Point-per-instance localization data
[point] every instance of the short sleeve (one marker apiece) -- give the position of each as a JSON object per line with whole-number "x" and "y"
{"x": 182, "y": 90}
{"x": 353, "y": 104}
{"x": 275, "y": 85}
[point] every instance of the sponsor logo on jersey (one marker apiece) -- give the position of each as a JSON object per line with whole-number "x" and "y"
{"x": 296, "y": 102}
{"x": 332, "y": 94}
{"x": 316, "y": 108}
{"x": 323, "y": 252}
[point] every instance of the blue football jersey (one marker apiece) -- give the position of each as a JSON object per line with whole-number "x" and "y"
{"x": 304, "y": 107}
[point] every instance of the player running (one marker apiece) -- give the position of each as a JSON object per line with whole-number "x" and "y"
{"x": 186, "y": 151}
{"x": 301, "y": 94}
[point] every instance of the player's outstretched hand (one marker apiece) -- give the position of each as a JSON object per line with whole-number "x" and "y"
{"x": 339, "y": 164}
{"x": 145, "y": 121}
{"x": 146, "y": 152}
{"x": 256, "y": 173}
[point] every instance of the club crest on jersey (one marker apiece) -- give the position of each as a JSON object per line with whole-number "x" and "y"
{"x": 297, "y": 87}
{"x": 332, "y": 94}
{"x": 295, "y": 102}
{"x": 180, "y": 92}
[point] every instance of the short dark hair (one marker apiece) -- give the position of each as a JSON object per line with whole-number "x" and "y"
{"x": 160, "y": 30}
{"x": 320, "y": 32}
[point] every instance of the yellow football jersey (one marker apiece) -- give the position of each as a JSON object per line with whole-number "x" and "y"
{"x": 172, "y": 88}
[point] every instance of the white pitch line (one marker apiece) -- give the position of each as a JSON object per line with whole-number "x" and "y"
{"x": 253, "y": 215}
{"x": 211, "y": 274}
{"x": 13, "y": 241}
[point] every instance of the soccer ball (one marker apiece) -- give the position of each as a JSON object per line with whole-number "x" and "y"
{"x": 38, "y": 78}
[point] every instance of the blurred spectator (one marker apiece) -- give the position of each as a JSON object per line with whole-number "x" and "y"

#### TASK TO COMPLETE:
Would you please return all of the data exactly?

#### TASK RESULT:
[point] every instance of the short sleeve (one marker apiece) -- give the position of each as a JSON object per line with whole-number "x" and "y"
{"x": 182, "y": 90}
{"x": 353, "y": 104}
{"x": 275, "y": 85}
[point] every instance of the sponsor logo on jersey (one marker apiece) -- give the position of each as a JSON object per line with whole-number "x" and "y"
{"x": 296, "y": 102}
{"x": 332, "y": 94}
{"x": 316, "y": 108}
{"x": 323, "y": 252}
[point] every instance of the blue football jersey (one marker apiece) -- give the position of each as a JSON object per line with whole-number "x" and "y"
{"x": 304, "y": 107}
[point] every instance of the player running (one marker apiece) -- give the position of each as a JSON object per line with whole-number "x" and "y"
{"x": 186, "y": 151}
{"x": 301, "y": 94}
[point] every instance of the player's outstretched hand (one marker apiece) -- give the position of each as a JSON object per line with whole-number "x" and "y"
{"x": 339, "y": 164}
{"x": 145, "y": 121}
{"x": 146, "y": 152}
{"x": 256, "y": 173}
[point] every instance of the club crest on jersey (one marker apiece) -- give the position of each as a JSON object per line with whole-number "x" and "y"
{"x": 297, "y": 87}
{"x": 332, "y": 94}
{"x": 295, "y": 102}
{"x": 180, "y": 92}
[point] every instance of the short dark hair (one marker apiece) -- give the position of each as a JSON object per line with whole-number "x" and "y"
{"x": 160, "y": 30}
{"x": 320, "y": 32}
[point] every instance of the yellow football jersey (one marker apiece) -- give the position of each as a JSON object per line with whole-number "x" and "y"
{"x": 172, "y": 88}
[point] every instance of the white pitch line (one marker apiece) -- give the position of each as a JSON object per line with whole-number "x" and "y"
{"x": 253, "y": 215}
{"x": 211, "y": 274}
{"x": 13, "y": 241}
[point] every instance of the soccer ball (one marker apiece) -- give the position of each as a JSON object per line with whole-number "x" and "y"
{"x": 38, "y": 78}
[point] every instance of the blurred spectator (one marker apiece) -- give the position of each as a JSON object per line with whole-number "x" and "y"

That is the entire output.